Rewrite the forum thread on high-definition video playback, starting with "Originally posted by: virtuamike" and going on through "about these videos.", and replace "general purpose processor" with "general-purpose CPU".

• _PAGE_:
================================

It did quite respectably.
At full screen, the 1080p T2 trailer played perfectly, and the 1080p Coral Reef had just a couple of very tiny video hiccups (audio was fine). And that's with Mozilla loaded and all my background processes running, too.
Hardware = Athlon XP 2600+ @ 192MHz FSB/12x ratio (2304MHz), Asus A7N8X mobo, WD 1200JB hard drive, 512MB DC-DDR RAM @ 2-2-2-5 100% sync, Radeon 8500 128MB, Apple 22" Cinema Display @ 1600 x 1024 resolution.
Originally posted by: AznMaverick
when do you think media like this will be used just as mpg/divx/avi is used today?
Originally posted by: virtuamike
Heh, plays fine on my system. P4 2.4C IC-7 35% avg CPU load.
Originally posted by: Moralpanic
Wow, is this how intense HDTV decoding is? What about HDTV receivers, they can't be running 3ghz+ are they?No.
Dedicated HDTV processors do not use a general purpose processor (such as a Pentium). They use application-specific integrated circuits that are designed to do in hardware what our computers are doing in software.
The hardware is designed for a single purpose and can do nothing else. But what it is designed to do, it does very well, and very fast.
Originally posted by: 0roo0roo
stolen from a thread in hardware, but i thought it was neat.
good lord its stressful on cpu, but pretty
hats off to ya if u can playback 1080p smooth!
Originally posted by: NogginBoink
Guys, I hate to rain on the parade here, but I just can't get excited about these videos.
I have real HDTV at home, and these videos are simply no match for it.

================================

• _RAW DATA_:

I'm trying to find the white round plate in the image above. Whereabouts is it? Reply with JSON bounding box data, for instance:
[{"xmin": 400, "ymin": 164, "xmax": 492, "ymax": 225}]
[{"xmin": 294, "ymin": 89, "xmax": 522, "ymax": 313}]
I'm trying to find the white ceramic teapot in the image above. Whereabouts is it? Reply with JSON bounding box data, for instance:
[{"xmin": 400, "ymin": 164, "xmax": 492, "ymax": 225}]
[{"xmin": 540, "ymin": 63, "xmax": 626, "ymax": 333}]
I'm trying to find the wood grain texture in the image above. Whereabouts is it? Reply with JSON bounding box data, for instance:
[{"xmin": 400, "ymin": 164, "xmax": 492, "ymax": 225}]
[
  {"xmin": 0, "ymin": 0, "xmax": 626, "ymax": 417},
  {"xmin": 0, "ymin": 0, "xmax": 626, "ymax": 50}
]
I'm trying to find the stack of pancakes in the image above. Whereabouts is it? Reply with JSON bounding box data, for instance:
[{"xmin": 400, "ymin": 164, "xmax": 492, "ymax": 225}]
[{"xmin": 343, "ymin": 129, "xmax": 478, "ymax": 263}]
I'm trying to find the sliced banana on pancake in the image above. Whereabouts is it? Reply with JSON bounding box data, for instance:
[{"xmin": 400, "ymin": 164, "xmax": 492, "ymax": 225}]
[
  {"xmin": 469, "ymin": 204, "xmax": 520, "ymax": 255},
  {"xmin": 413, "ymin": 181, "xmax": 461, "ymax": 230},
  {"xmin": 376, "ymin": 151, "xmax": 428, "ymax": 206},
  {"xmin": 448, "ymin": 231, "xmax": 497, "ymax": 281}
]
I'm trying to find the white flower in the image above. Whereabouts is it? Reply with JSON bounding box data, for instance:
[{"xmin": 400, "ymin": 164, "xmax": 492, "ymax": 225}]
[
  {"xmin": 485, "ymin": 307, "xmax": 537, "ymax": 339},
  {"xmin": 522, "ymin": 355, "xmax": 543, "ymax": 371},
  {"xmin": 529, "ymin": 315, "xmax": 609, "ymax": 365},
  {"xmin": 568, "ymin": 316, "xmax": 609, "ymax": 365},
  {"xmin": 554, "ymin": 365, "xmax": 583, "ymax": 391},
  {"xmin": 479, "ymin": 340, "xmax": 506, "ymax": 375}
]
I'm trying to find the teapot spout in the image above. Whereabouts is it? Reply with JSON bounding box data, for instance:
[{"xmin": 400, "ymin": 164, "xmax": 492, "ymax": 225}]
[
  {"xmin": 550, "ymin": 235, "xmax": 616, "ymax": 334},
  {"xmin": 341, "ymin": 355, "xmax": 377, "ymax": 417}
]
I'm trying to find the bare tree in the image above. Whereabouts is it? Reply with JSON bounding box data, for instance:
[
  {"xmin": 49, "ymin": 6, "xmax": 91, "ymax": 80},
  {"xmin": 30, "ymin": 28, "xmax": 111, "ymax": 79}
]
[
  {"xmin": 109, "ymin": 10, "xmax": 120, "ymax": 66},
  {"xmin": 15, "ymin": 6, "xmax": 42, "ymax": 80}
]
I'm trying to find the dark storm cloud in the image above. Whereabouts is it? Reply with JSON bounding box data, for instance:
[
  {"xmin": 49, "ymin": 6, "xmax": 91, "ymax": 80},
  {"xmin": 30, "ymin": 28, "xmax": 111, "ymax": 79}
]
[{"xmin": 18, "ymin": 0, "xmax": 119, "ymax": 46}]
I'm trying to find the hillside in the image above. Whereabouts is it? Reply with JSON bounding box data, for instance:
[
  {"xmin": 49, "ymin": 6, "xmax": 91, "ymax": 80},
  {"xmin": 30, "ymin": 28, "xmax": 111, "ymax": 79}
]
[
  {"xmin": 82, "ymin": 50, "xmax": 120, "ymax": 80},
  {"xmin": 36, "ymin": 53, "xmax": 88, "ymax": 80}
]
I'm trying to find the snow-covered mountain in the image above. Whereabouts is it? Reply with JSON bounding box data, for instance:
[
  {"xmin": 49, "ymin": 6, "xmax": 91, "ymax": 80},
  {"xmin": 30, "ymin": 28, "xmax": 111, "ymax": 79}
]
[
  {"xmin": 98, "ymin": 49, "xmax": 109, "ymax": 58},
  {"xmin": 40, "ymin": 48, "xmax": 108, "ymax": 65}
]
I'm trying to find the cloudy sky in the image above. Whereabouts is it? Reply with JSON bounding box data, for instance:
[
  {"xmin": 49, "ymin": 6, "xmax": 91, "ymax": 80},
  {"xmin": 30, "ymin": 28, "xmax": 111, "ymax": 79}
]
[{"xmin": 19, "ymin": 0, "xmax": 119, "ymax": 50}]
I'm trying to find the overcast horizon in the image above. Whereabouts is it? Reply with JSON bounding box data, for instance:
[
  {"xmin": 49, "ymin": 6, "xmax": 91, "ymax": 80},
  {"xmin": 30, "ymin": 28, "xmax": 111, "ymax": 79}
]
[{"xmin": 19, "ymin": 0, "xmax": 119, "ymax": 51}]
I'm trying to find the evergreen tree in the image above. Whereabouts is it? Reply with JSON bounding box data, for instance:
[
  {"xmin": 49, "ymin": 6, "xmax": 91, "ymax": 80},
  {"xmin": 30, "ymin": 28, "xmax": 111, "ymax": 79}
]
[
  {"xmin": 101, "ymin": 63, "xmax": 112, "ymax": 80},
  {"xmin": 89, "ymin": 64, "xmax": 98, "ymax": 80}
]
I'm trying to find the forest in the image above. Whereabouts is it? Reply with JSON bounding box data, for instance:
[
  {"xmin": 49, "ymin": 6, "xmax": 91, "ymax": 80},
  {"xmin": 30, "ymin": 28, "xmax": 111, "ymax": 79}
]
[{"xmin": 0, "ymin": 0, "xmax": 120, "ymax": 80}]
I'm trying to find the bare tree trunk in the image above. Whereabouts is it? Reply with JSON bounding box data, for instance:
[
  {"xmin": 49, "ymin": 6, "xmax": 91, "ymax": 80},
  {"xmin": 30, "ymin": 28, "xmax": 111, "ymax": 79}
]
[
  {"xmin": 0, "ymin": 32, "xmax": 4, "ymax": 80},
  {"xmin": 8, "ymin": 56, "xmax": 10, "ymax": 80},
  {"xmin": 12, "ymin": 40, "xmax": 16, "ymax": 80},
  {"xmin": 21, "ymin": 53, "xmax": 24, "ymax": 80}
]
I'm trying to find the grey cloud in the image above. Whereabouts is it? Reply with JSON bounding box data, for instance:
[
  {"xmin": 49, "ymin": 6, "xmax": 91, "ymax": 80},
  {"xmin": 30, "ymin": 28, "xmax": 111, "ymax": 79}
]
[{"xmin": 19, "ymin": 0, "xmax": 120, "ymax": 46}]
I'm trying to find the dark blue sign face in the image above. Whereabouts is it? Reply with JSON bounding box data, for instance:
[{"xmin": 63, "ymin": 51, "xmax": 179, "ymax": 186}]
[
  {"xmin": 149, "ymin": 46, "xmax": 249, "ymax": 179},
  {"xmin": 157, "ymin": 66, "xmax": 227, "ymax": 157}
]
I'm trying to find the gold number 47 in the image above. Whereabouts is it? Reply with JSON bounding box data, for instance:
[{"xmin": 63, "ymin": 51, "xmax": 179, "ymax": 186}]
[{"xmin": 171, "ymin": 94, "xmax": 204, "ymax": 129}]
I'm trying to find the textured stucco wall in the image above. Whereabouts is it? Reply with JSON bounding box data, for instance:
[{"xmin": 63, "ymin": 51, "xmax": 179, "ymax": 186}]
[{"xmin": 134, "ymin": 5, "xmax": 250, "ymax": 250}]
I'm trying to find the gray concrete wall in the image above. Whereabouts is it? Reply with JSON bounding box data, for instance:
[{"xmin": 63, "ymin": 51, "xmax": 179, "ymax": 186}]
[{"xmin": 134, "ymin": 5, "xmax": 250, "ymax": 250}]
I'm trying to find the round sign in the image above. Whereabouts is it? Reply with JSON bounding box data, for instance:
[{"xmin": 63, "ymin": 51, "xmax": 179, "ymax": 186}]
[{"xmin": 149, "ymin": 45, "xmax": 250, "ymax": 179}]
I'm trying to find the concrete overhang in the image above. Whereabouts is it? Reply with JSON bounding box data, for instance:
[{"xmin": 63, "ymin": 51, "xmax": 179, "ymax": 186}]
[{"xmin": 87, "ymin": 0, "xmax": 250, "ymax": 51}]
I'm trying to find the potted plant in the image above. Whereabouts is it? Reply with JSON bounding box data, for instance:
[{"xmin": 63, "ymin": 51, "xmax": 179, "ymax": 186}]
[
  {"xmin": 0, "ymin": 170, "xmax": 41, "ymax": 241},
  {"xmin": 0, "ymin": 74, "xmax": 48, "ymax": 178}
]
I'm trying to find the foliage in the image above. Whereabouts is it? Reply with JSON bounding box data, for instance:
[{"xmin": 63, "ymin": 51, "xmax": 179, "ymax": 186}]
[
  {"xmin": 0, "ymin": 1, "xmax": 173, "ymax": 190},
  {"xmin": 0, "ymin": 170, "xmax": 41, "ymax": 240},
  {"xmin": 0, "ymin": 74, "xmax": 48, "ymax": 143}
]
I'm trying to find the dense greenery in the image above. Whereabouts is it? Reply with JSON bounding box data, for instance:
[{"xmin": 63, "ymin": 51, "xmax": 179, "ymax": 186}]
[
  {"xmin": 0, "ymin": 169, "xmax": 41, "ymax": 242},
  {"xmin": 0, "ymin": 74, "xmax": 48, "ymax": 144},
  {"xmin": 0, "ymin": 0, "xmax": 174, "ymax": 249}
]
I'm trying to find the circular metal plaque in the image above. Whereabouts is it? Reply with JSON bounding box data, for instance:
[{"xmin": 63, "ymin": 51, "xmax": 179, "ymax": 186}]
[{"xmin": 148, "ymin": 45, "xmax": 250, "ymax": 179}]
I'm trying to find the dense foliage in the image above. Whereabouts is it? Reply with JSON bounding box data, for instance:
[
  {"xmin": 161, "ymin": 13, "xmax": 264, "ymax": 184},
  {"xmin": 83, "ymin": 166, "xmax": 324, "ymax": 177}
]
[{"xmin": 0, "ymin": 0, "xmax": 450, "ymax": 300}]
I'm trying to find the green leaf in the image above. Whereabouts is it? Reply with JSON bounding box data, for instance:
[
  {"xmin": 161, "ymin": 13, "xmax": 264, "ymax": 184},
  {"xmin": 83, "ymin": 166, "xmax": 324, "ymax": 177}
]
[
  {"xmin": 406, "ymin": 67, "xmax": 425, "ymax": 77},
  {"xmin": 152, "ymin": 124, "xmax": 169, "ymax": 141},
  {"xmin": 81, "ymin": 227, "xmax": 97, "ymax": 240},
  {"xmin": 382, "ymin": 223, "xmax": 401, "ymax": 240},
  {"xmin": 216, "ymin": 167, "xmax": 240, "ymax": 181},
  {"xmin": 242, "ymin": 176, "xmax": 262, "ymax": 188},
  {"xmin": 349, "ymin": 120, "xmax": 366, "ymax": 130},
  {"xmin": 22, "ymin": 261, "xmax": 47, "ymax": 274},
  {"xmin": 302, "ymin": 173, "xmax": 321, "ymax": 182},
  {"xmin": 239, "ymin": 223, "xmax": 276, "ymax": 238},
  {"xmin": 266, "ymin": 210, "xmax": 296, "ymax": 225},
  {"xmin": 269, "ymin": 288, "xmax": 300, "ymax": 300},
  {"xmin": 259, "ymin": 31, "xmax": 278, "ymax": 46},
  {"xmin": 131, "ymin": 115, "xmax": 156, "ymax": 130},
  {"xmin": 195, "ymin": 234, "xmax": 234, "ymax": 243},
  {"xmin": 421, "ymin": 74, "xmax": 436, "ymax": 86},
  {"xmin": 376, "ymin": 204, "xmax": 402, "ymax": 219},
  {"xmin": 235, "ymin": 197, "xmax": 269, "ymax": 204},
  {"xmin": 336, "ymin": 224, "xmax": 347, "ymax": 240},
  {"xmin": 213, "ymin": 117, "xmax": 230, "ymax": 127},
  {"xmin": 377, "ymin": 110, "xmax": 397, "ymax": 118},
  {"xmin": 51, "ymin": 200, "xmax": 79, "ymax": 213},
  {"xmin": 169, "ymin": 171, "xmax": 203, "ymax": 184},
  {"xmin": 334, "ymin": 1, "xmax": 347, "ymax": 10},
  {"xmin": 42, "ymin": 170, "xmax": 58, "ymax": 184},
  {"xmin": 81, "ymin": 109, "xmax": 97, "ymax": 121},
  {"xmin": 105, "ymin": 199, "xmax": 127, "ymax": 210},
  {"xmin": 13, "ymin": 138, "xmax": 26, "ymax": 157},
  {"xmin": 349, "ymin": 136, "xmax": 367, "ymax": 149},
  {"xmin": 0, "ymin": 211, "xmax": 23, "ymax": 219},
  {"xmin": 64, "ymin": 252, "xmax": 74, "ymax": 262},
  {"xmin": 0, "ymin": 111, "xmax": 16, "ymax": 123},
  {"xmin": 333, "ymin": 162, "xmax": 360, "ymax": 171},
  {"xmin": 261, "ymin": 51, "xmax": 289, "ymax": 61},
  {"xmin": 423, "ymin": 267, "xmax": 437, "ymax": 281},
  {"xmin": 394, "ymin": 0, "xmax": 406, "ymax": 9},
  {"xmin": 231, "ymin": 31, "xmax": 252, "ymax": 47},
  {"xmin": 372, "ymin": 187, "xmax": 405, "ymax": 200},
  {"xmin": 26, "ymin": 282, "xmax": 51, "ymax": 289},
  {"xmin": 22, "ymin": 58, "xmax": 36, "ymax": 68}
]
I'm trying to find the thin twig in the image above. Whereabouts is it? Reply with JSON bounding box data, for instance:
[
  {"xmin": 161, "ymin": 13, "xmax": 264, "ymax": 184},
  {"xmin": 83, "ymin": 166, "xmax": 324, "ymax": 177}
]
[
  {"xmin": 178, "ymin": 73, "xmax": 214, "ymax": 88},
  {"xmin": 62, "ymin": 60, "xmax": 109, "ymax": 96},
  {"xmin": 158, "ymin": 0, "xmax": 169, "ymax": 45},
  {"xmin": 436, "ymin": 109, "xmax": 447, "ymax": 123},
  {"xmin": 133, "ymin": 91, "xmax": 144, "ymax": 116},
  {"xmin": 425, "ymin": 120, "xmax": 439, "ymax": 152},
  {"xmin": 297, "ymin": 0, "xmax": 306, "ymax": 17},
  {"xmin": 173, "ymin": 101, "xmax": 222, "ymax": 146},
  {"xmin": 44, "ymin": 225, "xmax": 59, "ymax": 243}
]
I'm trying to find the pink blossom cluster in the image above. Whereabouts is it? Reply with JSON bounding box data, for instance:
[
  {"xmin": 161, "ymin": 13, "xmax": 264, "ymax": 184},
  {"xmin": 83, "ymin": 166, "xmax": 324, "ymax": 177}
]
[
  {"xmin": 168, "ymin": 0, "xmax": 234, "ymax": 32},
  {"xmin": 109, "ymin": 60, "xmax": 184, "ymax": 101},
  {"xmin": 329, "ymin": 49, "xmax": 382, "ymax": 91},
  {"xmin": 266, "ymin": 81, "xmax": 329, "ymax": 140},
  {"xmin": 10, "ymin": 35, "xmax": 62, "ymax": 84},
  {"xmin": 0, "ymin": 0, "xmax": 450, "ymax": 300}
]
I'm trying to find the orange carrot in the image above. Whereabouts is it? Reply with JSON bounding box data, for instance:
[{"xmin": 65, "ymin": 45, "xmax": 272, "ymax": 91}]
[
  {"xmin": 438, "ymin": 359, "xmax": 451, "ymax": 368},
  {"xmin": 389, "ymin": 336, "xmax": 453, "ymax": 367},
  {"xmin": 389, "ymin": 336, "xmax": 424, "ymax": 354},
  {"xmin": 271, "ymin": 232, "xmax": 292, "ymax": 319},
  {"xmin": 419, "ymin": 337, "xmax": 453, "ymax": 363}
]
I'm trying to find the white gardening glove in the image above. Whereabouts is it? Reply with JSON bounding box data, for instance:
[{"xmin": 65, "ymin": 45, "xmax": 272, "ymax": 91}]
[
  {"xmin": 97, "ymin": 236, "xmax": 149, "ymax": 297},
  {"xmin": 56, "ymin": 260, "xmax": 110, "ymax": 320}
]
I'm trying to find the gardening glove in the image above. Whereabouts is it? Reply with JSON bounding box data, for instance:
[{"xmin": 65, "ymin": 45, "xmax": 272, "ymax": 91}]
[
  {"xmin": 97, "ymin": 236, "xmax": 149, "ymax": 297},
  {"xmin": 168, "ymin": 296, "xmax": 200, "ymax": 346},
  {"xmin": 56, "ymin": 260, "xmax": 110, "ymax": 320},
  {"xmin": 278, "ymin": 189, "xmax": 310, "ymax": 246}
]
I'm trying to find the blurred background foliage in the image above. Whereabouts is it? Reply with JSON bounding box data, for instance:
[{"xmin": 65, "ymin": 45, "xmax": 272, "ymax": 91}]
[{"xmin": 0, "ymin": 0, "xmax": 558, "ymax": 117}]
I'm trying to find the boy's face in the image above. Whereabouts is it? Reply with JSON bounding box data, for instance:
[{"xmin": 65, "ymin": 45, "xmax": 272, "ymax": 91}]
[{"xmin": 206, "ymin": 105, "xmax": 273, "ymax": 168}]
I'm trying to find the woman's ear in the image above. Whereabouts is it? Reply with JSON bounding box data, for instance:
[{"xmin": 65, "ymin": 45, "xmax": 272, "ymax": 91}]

================================

• _ANSWER FOR THIS EXERCISE_:
Originally posted by: virtuamike
Heh, plays fine on my system. P4 2.4C IC-7 35% avg CPU load.
Originally posted by: Moralpanic
Wow, is this how intense HDTV decoding is? What about HDTV receivers, they can't be running 3ghz+ are they?No.
Dedicated HDTV processors do not use a general-purpose CPU (such as a Pentium). They use application-specific integrated circuits that are designed to do in hardware what our computers are doing in software.
The hardware is designed for a single purpose and can do nothing else. But what it is designed to do, it does very well, and very fast.
Originally posted by: 0roo0roo
stolen from a thread in hardware, but i thought it was neat.
good lord its stressful on cpu, but pretty
hats off to ya if u can playback 1080p smooth!
Originally posted by: NogginBoink
Guys, I hate to rain on the parade here, but I just can't get excited about these videos.